┌─ Excerpt provided

You might notice I marked up the Vendor name for Autoart Studio Design in bold in the previous query. I hope it helps you to reveal how this achieves a grouping of members that belong to the same Vendor. The same process applies to all other Vendors.

With these things in place, we can now select our measure on the COLUMNS axis, and put all of our caclulated members in a new set on the ROWS axis to get the required result, which looks something like this:

      
Product Sales
Autoart Studio Design 799642.2199999999
Carousel DieCast Legends 749795.7799999999
...more vendor sales results...
Unimax Art Galleries 971571.68
Welly Diecast Productions 831247.8400000001
You can crosscheck this result with the result we got from querying the sales over our Vendor dimension and you'll notice that they are identical (well, except for the caption, since we're still working with a Product hierarchy here, and not with a Vendor hierarchy). So, this certainly looks like we're on the right track.

Now, if you take a moment to analyze this query you might notice that we didn't really need to explicitly create a named set for each distinct vendor. The only really essential element is the calculated member based on the Aggregate() function, and instead of first creating a named set and then the calculated member that applies the Aggregate() function to it, we could've passed the definition of the set immediately as first argument to Aggregate().

└─

> **To-do list**:
(1) Echo the vendor sales excerpt word for word, from "With these things" up to and including "vendor sales results...".
(2) In the vendor sales excerpt, what function is the essential calculated member based on?
Base your answers solely on the vendor sales excerpt.

┌─ Entries provided

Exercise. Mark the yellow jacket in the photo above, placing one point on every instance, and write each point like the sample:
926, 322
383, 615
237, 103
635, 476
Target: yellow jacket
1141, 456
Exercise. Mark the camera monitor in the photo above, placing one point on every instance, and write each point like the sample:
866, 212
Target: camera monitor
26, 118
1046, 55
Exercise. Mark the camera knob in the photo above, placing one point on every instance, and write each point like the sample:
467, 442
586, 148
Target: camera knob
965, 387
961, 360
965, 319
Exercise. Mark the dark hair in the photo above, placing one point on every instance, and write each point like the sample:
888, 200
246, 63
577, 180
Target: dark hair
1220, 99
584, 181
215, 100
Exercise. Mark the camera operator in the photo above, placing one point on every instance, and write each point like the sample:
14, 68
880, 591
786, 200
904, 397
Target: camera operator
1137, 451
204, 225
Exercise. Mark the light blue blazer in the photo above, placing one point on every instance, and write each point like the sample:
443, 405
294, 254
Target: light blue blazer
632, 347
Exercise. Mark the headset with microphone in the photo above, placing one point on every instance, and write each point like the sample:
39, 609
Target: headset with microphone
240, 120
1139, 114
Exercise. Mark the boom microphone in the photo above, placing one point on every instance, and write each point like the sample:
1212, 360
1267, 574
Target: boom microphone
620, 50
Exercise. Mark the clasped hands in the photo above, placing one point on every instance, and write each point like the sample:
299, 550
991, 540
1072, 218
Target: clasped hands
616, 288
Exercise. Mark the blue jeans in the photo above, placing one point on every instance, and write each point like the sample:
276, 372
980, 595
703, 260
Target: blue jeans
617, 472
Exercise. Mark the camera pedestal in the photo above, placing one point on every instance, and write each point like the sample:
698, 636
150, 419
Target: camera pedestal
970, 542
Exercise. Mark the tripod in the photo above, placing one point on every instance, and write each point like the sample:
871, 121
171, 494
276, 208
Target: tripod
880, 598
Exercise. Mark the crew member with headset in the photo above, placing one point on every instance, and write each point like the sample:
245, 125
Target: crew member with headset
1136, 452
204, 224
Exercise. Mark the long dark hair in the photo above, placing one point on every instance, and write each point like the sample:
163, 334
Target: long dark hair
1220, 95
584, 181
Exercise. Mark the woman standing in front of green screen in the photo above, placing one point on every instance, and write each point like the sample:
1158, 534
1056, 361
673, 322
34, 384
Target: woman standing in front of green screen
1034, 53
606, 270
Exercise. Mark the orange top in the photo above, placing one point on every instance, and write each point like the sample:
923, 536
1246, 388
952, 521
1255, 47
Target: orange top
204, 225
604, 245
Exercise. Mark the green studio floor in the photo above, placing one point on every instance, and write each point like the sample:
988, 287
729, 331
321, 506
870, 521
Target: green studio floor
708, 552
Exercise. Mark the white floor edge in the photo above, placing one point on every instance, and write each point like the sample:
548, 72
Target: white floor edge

└─

> **Answers**:
(1)
With these things in place, we can now select our measure on the COLUMNS axis, and put all of our caclulated members in a new set on the ROWS axis to get the required result, which looks something like this:

      
Product Sales
Autoart Studio Design 799642.2199999999
Carousel DieCast Legends 749795.7799999999
...more vendor sales results...

(2) The Aggregate() function.